- [Problema assegnato A] Quali righe dei record qui sotto contengono la parola "beach"? Elencale tutte, copiandole così come compaiono.

- [Brano estratto]
____

Qualche osservazione sparsa:

– La sigla d’apertura, più che di True Detective, m’è sembrata ispirata dai titoli di testa di Uomini che odiano le donne di David Fincher. C’è la stessa idea di base (simbologie narrative che emergono da un liquido con riferimenti diretti ai temi della serie), con una esecuzione più semplificata. E mi ha stupito il ‘Created by Drew Goddard’: in casi del genere – adattamenti o remake – la prassi vorrebbe un più modesto ‘Developed by’.

– Gli accompagnamenti musicali sono moscetti. Peccato perché il lavoro sul compartimento sonoro è altrimenti da applausi.

– Non conoscendo la sua reale identità, Claire affibia a Matt il nome fittizio di Mike. «Come uno che ho frequentato, molto bravo a tenere i segreti.» Mike è in effetti l’identità che Devil ha assunto per un periodo negli anni Sessanta, quando la sua identità segreta era a rischio e fu costretto a creare un terzo alter ego, il fratello gemello Mike Murdock (di cui poi inscenò la morte, anche a causa di un proto-disturbo di personalità multipla). Ovviamente gli autori potrebbero aver buttato un nome a caso, ma la presenza di un’addetta all’inserimento di easter egg «talmente oscure che nemmeno io le ho colte tutte», a detta dello showrunner Steven DeKnight, potrebbe suggerire altrimenti.

– Ammetto di non aver visto l’intera filmografia di Rosario Dawson (ma credo trarrete tutti beneficio nel guardarla nel film di Danny Boyle In trance), ma qui è convincente e mai stonata. Di sicuro è anni luce da questo.

– Quando Matt è sul tetto con Claire c’è una soggettiva del russo che li guarda e vediamo due sagome sfocate, un uomo in nero (Devil) e una donna in bianco (Claire). Io li ho scambiati per Cloak e Dagger.

____

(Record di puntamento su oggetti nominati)
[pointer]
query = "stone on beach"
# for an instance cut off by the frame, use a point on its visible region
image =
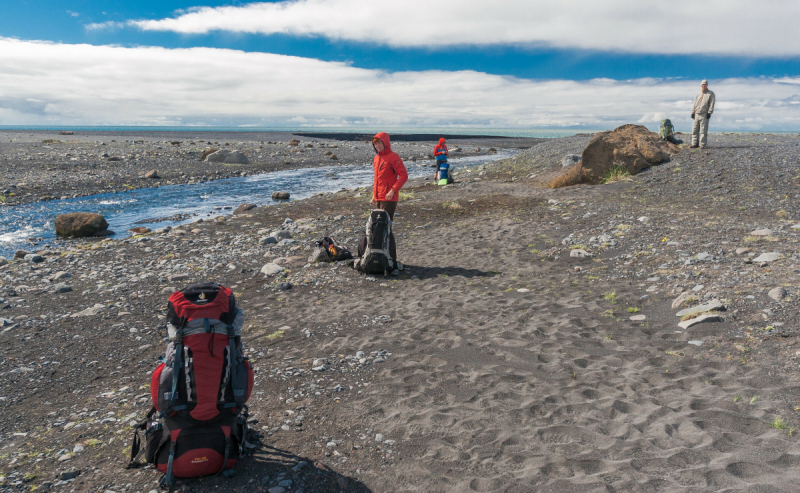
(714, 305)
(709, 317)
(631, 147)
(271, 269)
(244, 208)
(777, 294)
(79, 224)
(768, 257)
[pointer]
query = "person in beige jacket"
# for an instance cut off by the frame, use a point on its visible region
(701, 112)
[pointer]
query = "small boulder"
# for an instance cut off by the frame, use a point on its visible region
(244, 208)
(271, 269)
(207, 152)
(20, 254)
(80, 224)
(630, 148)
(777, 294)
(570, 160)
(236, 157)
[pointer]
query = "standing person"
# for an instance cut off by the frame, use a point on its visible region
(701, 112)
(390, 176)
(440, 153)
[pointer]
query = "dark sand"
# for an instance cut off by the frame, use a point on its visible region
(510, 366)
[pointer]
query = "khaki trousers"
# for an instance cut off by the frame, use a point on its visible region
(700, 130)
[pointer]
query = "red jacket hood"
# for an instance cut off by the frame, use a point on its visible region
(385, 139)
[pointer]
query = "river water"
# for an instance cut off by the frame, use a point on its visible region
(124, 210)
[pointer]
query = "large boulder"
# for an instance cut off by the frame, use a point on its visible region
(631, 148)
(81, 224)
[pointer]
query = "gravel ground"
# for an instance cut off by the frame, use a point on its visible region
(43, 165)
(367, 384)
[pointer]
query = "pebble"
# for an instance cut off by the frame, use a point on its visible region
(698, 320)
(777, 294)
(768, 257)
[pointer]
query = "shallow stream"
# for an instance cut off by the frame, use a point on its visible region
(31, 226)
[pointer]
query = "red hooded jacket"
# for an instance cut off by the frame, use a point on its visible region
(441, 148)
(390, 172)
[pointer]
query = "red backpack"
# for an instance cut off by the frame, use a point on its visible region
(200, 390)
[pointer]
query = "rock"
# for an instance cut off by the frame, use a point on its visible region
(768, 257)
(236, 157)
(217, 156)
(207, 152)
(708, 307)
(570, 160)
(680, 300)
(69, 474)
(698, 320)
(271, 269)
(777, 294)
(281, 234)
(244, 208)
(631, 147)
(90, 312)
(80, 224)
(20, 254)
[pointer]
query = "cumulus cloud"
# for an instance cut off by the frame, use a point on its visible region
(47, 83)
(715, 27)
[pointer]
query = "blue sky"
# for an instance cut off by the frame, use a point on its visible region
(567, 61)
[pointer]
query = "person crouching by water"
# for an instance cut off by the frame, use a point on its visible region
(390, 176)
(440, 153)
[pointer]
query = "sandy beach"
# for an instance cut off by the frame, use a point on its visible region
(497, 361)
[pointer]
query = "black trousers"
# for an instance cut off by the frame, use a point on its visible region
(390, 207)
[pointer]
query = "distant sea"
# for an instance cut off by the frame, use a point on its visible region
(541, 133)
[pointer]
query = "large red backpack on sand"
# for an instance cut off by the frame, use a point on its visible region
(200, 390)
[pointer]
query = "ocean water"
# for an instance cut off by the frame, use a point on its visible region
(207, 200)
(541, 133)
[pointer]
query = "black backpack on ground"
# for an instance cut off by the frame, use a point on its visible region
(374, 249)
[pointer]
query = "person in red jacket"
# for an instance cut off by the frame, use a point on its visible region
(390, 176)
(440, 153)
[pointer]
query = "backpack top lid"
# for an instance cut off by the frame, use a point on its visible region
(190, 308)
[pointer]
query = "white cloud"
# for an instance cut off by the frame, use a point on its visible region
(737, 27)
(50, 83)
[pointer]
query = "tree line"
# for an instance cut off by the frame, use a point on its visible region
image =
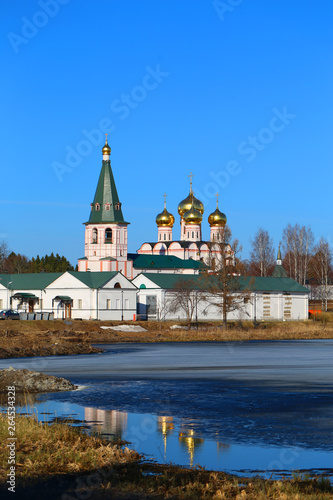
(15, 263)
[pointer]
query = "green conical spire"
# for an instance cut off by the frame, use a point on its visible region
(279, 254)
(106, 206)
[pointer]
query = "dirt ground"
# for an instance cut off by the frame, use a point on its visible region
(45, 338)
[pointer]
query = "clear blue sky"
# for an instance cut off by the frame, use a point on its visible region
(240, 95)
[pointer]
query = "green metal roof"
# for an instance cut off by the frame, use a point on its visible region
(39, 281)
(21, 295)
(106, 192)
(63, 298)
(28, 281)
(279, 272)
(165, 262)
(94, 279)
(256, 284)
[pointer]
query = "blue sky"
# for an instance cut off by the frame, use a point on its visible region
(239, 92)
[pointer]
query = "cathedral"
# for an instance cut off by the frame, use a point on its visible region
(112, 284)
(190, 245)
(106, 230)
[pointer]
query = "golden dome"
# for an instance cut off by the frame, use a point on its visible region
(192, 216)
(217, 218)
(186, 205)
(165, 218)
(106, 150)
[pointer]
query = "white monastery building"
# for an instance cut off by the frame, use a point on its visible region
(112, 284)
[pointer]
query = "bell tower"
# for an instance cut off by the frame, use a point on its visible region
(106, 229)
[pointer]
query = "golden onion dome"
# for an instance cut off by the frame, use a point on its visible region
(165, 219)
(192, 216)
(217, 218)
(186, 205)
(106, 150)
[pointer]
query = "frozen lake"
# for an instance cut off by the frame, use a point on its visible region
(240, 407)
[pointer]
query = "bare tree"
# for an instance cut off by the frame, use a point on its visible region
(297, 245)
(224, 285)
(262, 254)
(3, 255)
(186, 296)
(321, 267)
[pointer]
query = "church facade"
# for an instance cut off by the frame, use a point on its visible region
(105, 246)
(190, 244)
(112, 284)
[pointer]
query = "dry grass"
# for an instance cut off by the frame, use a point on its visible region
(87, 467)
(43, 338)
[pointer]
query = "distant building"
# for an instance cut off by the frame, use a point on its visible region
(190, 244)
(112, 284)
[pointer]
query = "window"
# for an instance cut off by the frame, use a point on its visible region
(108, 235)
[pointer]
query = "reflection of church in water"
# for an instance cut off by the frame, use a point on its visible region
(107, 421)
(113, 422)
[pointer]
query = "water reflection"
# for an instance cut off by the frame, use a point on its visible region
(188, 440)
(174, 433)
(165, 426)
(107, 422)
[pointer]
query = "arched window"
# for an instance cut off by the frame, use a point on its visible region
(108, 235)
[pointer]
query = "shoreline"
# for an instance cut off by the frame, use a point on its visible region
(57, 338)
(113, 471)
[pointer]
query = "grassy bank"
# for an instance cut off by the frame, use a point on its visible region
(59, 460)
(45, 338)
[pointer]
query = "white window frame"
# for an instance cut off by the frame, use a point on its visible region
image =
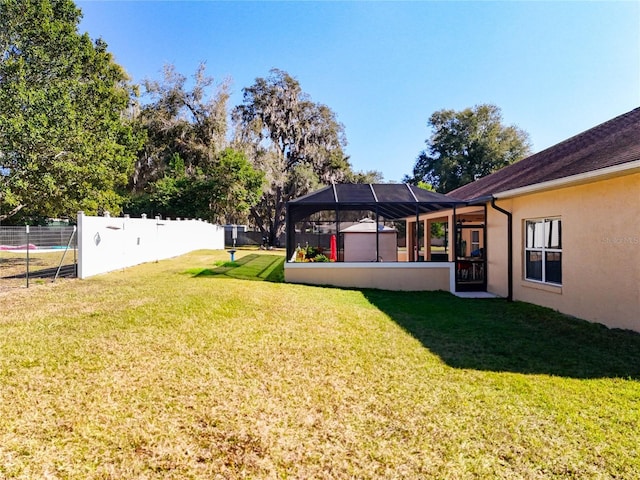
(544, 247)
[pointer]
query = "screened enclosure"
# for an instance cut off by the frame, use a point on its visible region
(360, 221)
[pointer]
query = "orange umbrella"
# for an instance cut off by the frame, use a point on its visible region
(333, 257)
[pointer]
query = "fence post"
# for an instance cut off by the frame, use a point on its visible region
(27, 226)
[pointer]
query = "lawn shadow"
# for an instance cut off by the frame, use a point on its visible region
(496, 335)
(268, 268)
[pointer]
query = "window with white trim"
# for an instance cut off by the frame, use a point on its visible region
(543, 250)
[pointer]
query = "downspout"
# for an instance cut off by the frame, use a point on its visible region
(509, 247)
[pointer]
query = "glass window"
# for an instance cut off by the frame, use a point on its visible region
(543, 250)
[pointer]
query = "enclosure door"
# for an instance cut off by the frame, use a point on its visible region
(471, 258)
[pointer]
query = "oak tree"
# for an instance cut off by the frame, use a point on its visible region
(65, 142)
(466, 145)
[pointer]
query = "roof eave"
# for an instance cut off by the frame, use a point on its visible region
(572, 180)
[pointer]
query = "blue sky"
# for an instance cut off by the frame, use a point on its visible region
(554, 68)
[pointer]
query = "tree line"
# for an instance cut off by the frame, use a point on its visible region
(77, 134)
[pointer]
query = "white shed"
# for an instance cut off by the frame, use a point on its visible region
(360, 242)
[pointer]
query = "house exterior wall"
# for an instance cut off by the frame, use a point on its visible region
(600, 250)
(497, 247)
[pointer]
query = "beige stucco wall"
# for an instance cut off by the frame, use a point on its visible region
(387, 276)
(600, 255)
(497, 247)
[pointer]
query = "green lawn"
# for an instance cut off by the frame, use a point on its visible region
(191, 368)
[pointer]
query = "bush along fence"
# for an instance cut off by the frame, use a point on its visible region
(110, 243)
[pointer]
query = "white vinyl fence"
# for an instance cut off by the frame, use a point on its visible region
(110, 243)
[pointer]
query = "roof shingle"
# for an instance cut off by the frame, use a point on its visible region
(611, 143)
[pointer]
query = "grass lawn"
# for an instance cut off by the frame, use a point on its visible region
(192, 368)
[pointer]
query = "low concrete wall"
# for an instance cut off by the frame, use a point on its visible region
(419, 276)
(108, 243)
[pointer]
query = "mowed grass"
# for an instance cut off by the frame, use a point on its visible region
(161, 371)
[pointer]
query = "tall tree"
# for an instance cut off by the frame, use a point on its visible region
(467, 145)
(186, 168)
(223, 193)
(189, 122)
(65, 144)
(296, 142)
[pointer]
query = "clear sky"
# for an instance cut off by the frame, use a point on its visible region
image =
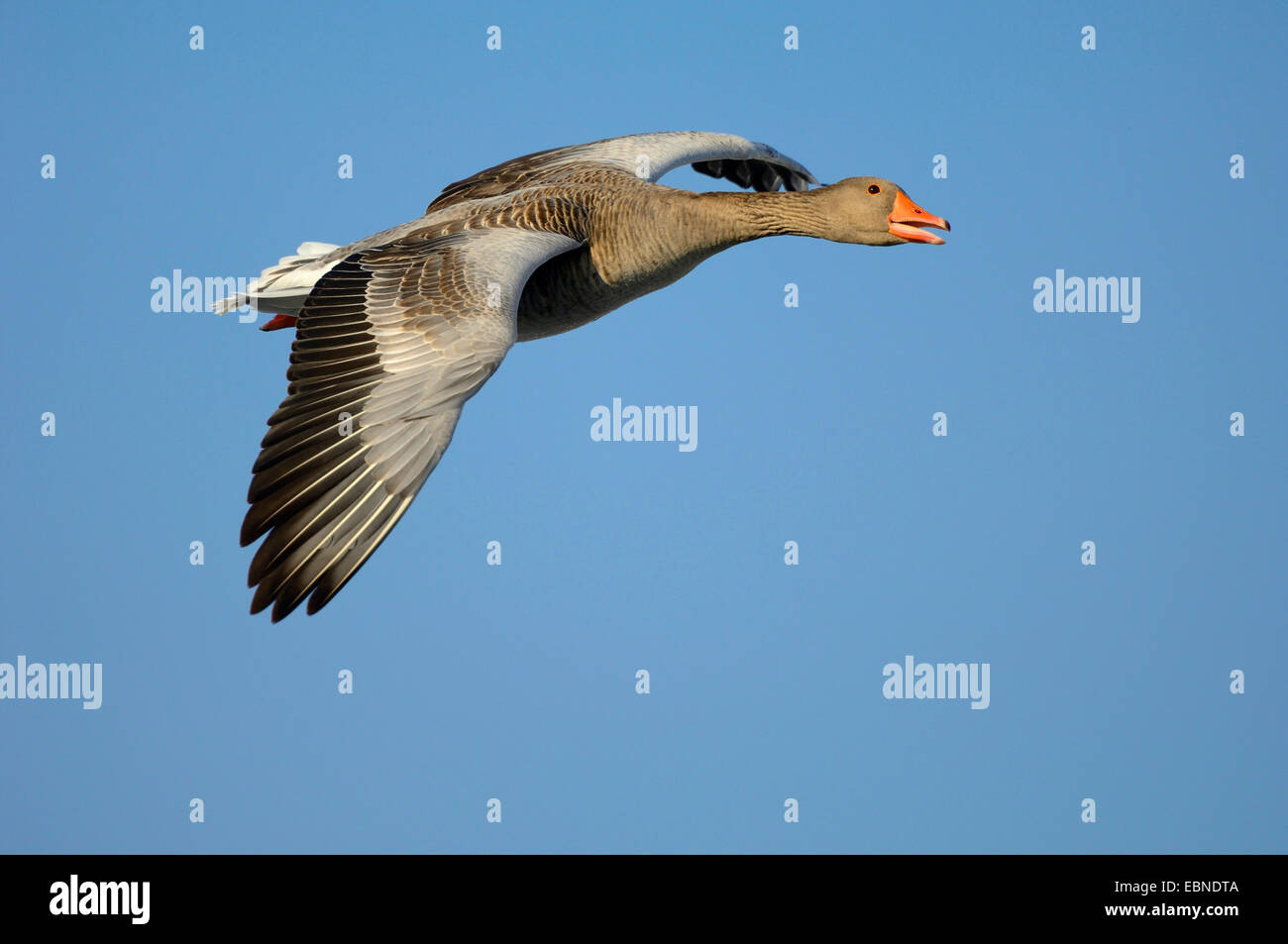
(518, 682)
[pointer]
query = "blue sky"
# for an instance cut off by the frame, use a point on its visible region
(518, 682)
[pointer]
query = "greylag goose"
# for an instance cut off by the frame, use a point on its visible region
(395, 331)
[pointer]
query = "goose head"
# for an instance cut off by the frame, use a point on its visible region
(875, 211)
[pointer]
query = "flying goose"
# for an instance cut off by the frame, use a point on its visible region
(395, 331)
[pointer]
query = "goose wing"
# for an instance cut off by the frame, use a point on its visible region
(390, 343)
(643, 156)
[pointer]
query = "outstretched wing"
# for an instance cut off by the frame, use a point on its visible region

____

- [Problema assegnato B] Riporta di nuovo, per intero e senza alcuna modifica, il brano sopra con le osservazioni sulla serie di Devil.

- [Risposta corretta A]
query = "stone on beach"
query = "sandy beach"

- [Risposta corretta B]
Qualche osservazione sparsa:

– La sigla d’apertura, più che di True Detective, m’è sembrata ispirata dai titoli di testa di Uomini che odiano le donne di David Fincher. C’è la stessa idea di base (simbologie narrative che emergono da un liquido con riferimenti diretti ai temi della serie), con una esecuzione più semplificata. E mi ha stupito il ‘Created by Drew Goddard’: in casi del genere – adattamenti o remake – la prassi vorrebbe un più modesto ‘Developed by’.

– Gli accompagnamenti musicali sono moscetti. Peccato perché il lavoro sul compartimento sonoro è altrimenti da applausi.

– Non conoscendo la sua reale identità, Claire affibia a Matt il nome fittizio di Mike. «Come uno che ho frequentato, molto bravo a tenere i segreti.» Mike è in effetti l’identità che Devil ha assunto per un periodo negli anni Sessanta, quando la sua identità segreta era a rischio e fu costretto a creare un terzo alter ego, il fratello gemello Mike Murdock (di cui poi inscenò la morte, anche a causa di un proto-disturbo di personalità multipla). Ovviamente gli autori potrebbero aver buttato un nome a caso, ma la presenza di un’addetta all’inserimento di easter egg «talmente oscure che nemmeno io le ho colte tutte», a detta dello showrunner Steven DeKnight, potrebbe suggerire altrimenti.

– Ammetto di non aver visto l’intera filmografia di Rosario Dawson (ma credo trarrete tutti beneficio nel guardarla nel film di Danny Boyle In trance), ma qui è convincente e mai stonata. Di sicuro è anni luce da questo.

– Quando Matt è sul tetto con Claire c’è una soggettiva del russo che li guarda e vediamo due sagome sfocate, un uomo in nero (Devil) e una donna in bianco (Claire). Io li ho scambiati per Cloak e Dagger.